[Data supplied]
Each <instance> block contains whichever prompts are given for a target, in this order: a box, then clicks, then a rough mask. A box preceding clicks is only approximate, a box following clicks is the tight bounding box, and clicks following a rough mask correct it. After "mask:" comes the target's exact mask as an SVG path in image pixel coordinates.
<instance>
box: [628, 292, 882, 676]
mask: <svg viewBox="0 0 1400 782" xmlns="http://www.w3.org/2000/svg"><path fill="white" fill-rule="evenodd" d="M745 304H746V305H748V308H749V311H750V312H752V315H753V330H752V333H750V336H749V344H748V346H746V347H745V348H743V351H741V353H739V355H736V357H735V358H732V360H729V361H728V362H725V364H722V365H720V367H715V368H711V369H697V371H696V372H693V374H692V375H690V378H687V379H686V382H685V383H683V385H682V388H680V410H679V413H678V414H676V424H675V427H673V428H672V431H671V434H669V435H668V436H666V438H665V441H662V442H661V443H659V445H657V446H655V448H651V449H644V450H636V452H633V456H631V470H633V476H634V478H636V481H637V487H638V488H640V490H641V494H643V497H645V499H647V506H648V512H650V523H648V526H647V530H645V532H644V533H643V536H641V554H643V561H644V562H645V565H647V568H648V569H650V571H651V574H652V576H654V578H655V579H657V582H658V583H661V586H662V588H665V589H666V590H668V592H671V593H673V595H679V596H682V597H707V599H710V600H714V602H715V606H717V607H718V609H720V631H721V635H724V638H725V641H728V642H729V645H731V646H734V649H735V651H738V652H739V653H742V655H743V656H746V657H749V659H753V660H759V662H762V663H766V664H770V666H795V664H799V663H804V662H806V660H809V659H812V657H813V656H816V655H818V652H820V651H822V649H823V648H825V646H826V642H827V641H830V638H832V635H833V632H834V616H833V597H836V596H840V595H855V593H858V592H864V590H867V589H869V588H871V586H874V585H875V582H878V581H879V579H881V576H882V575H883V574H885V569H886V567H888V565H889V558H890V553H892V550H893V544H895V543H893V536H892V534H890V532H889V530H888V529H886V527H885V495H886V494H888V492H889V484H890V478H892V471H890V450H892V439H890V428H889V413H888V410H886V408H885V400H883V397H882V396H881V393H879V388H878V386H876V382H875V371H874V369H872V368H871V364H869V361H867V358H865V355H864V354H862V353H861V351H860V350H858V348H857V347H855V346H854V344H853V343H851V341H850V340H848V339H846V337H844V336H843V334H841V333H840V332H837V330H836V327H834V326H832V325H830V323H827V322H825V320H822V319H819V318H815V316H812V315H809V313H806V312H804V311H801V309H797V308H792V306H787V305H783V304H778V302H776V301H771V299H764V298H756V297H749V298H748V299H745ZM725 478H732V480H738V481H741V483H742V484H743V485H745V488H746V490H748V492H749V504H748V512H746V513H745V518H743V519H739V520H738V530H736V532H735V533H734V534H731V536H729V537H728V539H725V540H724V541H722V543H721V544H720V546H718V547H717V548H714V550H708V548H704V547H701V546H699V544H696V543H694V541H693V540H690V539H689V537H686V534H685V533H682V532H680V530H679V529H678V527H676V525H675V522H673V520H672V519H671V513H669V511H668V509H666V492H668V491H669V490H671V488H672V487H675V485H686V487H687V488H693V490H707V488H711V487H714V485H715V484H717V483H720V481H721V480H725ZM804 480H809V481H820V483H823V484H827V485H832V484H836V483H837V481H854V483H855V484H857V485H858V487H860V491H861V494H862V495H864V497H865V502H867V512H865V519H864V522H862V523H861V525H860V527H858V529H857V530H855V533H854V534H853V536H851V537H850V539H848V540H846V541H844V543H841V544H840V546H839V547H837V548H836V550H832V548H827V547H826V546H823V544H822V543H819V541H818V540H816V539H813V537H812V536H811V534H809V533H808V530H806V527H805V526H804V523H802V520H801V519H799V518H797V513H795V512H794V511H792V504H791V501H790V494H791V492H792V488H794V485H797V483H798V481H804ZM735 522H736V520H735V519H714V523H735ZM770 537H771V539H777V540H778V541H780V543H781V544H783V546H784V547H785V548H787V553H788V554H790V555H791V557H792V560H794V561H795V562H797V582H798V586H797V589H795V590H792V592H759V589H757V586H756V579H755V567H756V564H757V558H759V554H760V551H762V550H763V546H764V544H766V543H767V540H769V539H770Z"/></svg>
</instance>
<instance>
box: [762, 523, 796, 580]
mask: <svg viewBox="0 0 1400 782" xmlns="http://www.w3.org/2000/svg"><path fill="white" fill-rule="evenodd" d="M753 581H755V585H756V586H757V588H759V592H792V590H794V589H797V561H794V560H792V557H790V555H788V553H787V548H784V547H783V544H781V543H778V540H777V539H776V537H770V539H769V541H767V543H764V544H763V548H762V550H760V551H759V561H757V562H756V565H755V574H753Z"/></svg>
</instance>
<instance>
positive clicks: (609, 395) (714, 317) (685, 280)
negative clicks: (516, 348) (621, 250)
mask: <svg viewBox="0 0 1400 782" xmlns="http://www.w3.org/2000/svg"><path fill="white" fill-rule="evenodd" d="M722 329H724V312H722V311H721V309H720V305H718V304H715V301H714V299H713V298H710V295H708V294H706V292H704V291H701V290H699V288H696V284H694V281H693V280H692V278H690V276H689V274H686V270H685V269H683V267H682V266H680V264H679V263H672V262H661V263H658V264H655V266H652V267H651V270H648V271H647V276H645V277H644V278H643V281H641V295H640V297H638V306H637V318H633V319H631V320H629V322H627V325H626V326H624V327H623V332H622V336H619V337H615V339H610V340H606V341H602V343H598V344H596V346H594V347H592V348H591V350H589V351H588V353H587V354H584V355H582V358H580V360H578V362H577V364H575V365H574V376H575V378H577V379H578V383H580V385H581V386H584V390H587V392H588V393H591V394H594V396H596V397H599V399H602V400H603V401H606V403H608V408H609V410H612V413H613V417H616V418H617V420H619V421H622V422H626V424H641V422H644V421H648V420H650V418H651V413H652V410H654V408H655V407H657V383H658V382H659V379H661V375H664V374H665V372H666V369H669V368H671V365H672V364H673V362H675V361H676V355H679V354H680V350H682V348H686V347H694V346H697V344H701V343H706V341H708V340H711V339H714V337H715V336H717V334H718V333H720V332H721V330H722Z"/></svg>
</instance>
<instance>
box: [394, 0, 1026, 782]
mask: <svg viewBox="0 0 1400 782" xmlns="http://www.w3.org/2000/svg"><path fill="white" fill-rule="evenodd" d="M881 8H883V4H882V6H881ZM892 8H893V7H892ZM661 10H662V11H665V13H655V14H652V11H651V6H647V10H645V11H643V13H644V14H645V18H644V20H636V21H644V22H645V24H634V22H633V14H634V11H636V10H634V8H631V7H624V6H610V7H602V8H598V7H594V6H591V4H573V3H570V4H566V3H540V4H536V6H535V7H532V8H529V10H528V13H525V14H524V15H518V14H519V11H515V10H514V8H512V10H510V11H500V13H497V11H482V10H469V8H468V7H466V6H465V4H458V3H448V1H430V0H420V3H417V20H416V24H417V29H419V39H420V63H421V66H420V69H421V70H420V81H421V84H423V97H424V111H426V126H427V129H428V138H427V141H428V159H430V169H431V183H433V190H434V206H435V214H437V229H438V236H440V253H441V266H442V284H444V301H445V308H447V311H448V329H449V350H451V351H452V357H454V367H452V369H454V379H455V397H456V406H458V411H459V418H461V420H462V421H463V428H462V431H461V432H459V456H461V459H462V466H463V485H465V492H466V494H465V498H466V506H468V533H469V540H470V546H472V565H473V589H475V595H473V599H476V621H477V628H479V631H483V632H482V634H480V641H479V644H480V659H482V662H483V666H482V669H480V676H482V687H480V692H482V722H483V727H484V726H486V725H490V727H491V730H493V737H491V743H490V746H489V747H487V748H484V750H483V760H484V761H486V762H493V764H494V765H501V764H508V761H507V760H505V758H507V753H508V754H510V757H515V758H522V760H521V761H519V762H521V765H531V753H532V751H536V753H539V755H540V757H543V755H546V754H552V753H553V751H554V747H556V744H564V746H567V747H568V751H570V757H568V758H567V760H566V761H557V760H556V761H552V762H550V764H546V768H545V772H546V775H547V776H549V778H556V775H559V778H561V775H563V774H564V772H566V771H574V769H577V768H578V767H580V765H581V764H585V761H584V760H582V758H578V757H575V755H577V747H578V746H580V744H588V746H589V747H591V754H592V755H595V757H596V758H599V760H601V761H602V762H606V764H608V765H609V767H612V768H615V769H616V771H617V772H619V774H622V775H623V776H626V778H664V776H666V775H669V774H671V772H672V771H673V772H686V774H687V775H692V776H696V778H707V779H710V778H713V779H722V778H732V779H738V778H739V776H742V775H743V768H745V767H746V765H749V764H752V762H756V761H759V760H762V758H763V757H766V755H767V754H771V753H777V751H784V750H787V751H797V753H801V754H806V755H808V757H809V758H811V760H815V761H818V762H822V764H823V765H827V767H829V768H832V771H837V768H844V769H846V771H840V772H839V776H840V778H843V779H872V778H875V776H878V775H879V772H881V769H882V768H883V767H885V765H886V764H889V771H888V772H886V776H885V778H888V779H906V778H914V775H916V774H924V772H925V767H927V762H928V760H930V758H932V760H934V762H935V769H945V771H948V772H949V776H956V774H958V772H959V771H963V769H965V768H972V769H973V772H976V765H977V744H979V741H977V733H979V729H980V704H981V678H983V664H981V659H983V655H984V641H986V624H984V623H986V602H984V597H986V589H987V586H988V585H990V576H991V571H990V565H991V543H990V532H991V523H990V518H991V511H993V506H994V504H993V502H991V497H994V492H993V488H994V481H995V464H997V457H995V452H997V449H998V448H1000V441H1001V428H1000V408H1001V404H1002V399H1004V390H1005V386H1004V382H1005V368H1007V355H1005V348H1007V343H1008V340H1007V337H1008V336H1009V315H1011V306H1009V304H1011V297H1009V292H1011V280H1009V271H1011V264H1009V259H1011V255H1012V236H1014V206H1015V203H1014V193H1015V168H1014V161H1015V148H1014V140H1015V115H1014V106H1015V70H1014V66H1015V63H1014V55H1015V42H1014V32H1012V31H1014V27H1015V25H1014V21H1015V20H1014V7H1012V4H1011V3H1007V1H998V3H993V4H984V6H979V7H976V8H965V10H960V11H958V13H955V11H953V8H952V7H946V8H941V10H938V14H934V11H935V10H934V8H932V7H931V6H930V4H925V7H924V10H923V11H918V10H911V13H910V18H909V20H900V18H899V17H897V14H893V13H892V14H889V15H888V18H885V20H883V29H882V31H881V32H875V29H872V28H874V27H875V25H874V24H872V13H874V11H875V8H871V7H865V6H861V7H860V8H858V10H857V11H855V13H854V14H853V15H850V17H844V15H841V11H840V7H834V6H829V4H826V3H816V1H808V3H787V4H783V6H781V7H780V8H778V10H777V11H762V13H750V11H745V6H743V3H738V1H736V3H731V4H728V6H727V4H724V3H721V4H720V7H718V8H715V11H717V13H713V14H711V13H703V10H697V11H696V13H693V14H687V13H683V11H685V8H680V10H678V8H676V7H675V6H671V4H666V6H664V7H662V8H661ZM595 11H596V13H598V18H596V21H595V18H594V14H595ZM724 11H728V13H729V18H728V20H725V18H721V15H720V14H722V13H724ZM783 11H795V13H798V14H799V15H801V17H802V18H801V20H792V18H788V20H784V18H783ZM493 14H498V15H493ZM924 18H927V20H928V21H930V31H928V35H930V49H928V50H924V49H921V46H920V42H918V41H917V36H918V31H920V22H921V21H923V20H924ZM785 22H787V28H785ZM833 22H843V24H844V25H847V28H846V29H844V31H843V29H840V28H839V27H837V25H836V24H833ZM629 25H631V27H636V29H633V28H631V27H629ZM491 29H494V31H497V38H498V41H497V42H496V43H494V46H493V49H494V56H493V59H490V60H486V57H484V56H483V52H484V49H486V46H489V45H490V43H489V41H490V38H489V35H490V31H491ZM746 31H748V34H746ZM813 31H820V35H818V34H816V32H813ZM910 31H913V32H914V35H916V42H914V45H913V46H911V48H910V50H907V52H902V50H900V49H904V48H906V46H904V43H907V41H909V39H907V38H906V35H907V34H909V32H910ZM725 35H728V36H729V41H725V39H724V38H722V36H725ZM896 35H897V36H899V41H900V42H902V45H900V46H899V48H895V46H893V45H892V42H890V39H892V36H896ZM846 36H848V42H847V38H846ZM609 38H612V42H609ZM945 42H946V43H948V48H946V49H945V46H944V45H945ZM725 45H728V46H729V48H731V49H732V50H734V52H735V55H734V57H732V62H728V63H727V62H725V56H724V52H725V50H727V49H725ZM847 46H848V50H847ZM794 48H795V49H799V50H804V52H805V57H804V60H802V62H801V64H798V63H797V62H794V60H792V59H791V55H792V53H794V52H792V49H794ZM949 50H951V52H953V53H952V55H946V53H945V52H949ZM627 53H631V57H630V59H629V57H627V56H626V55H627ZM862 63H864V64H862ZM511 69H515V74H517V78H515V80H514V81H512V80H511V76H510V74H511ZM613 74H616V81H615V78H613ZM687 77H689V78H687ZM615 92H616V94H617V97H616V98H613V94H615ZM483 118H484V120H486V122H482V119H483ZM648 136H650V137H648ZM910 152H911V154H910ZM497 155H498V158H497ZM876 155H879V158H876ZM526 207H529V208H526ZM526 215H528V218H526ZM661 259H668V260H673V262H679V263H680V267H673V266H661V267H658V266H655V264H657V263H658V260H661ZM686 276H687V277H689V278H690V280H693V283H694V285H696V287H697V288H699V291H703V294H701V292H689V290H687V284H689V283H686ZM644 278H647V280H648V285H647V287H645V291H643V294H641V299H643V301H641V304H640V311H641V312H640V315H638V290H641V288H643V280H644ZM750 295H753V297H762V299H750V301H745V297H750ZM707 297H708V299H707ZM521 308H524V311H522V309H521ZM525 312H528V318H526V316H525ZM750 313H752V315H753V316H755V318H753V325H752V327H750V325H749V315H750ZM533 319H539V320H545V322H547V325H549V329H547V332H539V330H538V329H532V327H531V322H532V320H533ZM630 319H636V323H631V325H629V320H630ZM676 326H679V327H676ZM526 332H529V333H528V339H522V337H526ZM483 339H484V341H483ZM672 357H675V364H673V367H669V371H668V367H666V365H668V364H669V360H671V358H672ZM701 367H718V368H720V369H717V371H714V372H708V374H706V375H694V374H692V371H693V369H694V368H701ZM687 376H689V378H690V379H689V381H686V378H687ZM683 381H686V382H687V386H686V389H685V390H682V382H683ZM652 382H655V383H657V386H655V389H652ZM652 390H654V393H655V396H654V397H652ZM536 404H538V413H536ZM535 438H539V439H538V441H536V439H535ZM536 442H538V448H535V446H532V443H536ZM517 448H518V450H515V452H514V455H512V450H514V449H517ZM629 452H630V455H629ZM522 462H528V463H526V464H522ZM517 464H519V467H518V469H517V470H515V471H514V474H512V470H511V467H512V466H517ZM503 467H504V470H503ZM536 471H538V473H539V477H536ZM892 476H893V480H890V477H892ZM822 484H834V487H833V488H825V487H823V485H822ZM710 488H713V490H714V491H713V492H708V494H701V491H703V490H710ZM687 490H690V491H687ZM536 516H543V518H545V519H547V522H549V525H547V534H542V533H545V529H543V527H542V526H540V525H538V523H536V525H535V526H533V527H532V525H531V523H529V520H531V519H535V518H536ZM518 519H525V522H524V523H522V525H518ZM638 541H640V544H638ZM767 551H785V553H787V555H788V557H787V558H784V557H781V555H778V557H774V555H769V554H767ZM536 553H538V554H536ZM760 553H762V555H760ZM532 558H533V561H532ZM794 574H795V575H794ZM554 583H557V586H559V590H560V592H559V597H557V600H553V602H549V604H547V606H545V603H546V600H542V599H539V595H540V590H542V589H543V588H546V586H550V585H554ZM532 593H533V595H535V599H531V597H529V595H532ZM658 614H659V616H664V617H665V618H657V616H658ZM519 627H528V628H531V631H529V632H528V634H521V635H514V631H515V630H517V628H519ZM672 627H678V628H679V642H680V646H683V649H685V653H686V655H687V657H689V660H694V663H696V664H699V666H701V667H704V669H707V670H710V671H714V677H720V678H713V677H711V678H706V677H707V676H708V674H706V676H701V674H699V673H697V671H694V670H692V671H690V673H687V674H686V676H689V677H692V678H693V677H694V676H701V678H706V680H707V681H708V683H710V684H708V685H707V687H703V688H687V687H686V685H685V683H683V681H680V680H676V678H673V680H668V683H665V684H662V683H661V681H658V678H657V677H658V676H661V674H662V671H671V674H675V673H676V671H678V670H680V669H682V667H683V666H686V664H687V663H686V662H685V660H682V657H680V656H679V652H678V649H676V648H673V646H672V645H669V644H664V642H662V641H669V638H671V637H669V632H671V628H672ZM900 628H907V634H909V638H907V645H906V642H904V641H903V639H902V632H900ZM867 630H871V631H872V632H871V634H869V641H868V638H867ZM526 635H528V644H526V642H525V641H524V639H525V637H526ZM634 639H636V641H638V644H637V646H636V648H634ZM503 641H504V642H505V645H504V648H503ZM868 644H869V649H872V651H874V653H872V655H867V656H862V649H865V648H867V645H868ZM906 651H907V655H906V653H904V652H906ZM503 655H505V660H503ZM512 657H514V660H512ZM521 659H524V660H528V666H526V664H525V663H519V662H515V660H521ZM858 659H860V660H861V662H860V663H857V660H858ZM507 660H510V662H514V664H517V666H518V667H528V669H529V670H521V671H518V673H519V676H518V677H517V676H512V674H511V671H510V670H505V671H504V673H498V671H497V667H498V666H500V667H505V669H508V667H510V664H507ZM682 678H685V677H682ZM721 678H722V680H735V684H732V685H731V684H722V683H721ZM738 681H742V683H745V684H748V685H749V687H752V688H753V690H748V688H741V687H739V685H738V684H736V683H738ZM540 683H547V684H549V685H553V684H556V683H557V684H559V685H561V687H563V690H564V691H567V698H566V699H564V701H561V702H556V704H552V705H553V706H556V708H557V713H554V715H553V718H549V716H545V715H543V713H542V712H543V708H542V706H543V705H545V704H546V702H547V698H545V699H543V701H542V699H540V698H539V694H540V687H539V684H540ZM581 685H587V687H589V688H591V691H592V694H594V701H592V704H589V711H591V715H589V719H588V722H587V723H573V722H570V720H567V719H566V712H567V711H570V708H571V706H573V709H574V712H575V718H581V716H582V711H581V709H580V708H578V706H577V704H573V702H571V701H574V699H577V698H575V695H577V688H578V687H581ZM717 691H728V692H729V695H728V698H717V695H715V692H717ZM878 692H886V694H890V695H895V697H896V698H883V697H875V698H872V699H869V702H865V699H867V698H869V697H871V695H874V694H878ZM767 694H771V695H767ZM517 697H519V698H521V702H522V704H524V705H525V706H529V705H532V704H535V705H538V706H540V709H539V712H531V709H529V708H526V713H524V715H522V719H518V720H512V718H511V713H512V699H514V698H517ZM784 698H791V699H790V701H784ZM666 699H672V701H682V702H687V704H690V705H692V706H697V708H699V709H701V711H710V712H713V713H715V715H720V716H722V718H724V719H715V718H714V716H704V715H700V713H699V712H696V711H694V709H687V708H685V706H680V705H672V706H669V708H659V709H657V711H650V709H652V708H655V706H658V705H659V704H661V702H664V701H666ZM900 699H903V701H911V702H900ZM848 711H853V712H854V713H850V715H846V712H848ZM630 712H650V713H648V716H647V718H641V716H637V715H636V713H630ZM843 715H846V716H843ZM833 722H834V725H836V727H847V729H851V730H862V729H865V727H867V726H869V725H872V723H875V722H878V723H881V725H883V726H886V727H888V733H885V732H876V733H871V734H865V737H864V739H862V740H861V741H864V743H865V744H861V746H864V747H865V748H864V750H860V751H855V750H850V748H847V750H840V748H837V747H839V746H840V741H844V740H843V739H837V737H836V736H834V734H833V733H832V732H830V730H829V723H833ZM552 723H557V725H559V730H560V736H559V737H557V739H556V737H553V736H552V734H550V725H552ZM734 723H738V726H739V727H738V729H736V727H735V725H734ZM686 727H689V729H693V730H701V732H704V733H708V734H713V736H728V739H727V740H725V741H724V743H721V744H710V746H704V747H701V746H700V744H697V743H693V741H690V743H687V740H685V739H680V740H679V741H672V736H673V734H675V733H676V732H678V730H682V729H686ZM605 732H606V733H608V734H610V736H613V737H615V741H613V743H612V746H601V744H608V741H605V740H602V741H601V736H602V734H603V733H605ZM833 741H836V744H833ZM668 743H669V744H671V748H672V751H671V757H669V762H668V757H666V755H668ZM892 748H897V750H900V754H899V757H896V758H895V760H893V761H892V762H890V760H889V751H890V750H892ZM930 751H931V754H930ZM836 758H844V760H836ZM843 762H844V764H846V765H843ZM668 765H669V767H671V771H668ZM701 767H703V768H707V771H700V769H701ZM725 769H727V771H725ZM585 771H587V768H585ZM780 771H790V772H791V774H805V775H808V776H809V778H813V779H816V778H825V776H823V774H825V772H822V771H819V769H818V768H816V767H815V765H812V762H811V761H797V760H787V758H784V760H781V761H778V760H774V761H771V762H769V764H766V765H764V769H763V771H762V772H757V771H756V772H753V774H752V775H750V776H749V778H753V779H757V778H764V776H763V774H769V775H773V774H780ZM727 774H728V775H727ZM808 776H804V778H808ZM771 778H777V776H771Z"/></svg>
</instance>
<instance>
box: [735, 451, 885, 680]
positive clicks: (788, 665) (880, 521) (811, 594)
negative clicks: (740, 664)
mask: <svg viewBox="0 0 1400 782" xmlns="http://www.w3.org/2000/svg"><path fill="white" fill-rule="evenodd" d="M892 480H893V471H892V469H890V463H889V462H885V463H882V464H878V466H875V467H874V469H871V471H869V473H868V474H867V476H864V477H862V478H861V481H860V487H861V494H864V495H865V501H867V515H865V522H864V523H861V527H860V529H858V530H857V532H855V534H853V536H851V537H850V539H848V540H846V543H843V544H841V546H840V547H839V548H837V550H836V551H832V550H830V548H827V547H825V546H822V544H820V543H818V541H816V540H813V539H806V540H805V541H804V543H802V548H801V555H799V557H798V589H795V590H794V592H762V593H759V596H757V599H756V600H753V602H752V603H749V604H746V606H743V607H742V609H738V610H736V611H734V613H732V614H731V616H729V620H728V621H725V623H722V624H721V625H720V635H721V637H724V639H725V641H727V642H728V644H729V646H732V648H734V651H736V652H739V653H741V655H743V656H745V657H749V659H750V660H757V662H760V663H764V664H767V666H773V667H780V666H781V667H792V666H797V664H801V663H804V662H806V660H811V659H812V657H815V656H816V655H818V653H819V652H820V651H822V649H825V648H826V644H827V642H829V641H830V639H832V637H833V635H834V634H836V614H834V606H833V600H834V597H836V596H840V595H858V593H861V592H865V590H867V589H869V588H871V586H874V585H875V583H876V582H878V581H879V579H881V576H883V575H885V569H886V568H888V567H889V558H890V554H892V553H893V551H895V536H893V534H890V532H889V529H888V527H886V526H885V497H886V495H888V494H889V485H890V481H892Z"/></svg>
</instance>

[Exercise]
A bare number is the whole answer: how many lines in the listing hold the string "negative".

[Answer area]
2